Tareas requeridas –
1. Traduce al inglés esta oración del texto sobre Rorschach: «Conforme recorro avenidas y callejones me doy cuenta de que todo estaba escrito.»
2. Retoma el texto sobre Rorschach a partir de su última oración y continúalo.

Texto proporcionado –
^^^^^^^^

Rorschach: retroceder nunca, rendirse jamás
David Lorao//
Treinta años después de «Watchmen» -Alan Moore, Brian Bolland-, el personaje de Rorschach sigue siendo uno de los elementos más importantes del mejor cómic de superhéroes de la historia.
12 de octubre de 1985. Un comediante murió en la ciudad. Treinta años después del apocalipsis, paseo por las mismas calles que vieron en primera persona la cara oculta del terror. Nueva York. La ciudad que nunca duerme. O más bien debería decir «la ciudad que nunca te permite dormir». Conforme recorro avenidas y callejones me doy cuenta de que todo estaba escrito. Todo tenía un mismo principio y final. Y entonces recuerdo. Recuerdo cuando aquel diario de color rojo llegó a mis manos, cinco lustros después de que la sombra de un vigilante quedara sellada de manera indeleble y los últimos días de una conspiración terminaran en los peldaños del extinto «New Frontiersman». Igual que aquella pintada con aerosol frente al Gunga Diner, en la esquina de la Séptima Avenida con la 40. La llamaron «Los amantes de Hiroshima», pero el amor hace tiempo que se marchó de esta ciudad.
Y entonces recuerdo. Recuerdo las primeras palabras de aquel diario y siento en mí la conexión, la verdad que se oculta tras una máscara:
«El cadáver de un perro yacía en un callejón esta mañana, la marca de los neumáticos sobre su estómago reventado. Esta ciudad me teme. He visto su verdadero rostro. Las calles son como una extensión de sus arroyos, y los arroyos están llenos de sangre y cuando los desagües por fin formen una costra de inmundicia, todas las alimañas se ahogarán. La escoria acumulada del sexo y el asesinato crecerá como espuma hasta llegarles a la cintura y todas las furcias y los políticos mirarán hacia arriba y gritarán: ‘¡Sálvanos!’… Y yo miraré hacia abajo y susurraré: ‘No’. Tenían elección, todos ellos. Podrían haber seguido los pasos de hombres buenos, como mi padre o el presidente Truman… Hombres decentes, que creían que trabajar por un día merecía cobrar el sueldo de un día. Sin embargo, todos siguieron a pervertidos y comunistas sin darse cuenta de que ese rumbo llevaba a un precipicio… Hasta que fue demasiado tarde. No me digáis que no tenían elección. Ahora el mundo entero se encuentra al borde del caos, mirando hacia abajo, hacia un infierno sangriento, con todos esos liberales, intelectuales y charlatanes… Y así, de repente, a nadie se le ocurre nada que decir«.

^^^^^^^^

Entradas tomadas de una colección:
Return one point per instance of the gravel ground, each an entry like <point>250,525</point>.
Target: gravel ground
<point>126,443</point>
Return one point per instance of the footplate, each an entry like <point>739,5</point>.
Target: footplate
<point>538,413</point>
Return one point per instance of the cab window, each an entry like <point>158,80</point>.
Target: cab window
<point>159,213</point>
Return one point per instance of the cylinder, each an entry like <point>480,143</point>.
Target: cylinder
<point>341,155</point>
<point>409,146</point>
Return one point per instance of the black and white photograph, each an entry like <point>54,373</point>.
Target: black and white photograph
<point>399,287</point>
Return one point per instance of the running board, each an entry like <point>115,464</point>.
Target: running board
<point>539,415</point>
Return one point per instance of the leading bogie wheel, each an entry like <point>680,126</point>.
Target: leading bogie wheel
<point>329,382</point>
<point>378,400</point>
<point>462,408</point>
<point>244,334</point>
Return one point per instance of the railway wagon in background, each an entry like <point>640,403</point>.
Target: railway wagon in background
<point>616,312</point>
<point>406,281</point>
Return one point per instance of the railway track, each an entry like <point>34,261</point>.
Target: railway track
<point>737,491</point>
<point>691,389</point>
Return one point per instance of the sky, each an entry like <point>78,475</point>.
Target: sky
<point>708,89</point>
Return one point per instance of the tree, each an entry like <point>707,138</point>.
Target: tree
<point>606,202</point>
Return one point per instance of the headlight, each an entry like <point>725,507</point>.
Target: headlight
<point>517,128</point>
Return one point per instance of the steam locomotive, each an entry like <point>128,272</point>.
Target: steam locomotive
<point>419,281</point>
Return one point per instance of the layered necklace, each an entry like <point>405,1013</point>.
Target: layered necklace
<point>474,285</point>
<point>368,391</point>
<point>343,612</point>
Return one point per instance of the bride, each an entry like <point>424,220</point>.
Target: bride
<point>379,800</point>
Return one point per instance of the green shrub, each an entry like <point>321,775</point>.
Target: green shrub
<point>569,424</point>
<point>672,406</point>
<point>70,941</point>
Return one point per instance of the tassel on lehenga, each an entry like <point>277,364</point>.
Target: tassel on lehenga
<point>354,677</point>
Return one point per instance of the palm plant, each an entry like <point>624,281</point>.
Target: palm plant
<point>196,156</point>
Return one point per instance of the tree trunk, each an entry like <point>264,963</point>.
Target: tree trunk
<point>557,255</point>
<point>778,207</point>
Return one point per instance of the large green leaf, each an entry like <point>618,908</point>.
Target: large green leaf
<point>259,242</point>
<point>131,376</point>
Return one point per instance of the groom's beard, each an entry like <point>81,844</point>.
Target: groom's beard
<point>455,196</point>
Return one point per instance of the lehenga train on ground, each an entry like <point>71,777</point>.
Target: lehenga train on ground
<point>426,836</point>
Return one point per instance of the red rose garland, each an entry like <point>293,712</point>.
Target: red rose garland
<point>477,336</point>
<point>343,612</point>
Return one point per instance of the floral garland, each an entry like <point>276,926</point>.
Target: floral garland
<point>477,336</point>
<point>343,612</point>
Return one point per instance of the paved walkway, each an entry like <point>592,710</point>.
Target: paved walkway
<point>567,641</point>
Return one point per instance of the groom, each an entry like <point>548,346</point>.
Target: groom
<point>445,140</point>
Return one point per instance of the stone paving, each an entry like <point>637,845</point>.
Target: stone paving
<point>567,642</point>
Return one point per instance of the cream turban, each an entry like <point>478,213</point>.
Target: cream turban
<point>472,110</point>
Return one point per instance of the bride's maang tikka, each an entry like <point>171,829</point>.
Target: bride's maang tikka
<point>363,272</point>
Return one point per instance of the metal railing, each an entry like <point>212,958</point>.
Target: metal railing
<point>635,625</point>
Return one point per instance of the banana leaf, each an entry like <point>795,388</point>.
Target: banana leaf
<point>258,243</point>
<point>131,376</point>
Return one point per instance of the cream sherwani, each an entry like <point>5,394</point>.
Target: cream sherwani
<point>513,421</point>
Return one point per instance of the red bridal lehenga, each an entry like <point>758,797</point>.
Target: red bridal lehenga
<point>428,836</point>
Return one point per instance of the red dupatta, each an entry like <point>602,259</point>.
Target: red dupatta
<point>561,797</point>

^^^^^^^^

Respuestas –
1. As I walk along avenues and alleys, I realize that everything was written.

2.
A pesar de sustituir el olor de la Nostalgia por el olor del Millenium, ¿no veis la conexión? Treinta años y millones de muertos después, el mundo no ha cambiado. Paseo por la calle 42 y me encuentro rodeado de pechos de mujeres en todas las carteleras y todos los escaparates, cubriendo las aceras. Me han ofrecido amor sueco y amor francés… Pero nada de amor americano. El amor americano, como la Coca-Cola en botellas de cristal verde, ya ha dejado de fabricarse. Pero las bombas han vuelto a los silos y los dos bloques se han formado con la misma rapidez que antaño. Y entonces recuerdo. La sombra, el fantasma de Nueva York, el hombre bajo la capucha.
«A nadie le importa. A nadie le importa salvo a mí. ¿Tienen razón? ¿Es algo fútil? Pronto habrá una guerra. Millones arderán. Millones perecerán a causa de la enfermedad y la miseria. ¿Por qué una muerte importante frente a tantas? Porque existe el bien y existe el mal, y el mal debe ser castigado. No abandones tus principios, ni siquiera en presencia del apocalipsis. Pero hay tantos que merecen su justo castigo… Y hay tan poco tiempo«.
Rorschach escribió esto. Fue Rorschach -y no Walter Kovacs- el nombre de aquel que portaba la máscara. Rorschach. La sombra, el fantasma de Nueva York, el hombre bajo la capucha. Recorro las calles de esta civilización en busca de esa leyenda urbana: un hombre con gabardina, guantes cuidados, gorro ajado y una máscara fabricada con un látex especial que transformaba su diseño cada pocos segundos. Rorschach lo escribió hace treinta años, pero soy yo el que lo vuelve a releer ahora. Y entonces recuerdo. Pero no puedo concentrarme. Estoy demasiado cansado. No duermo desde el sábado… Volví andando a casa cruzándome con cubos de basura rebosantes de rumores sobre la guerra, sus factores determinantes, cadáveres, motivos… Esperando un destello de iluminación entre el caos.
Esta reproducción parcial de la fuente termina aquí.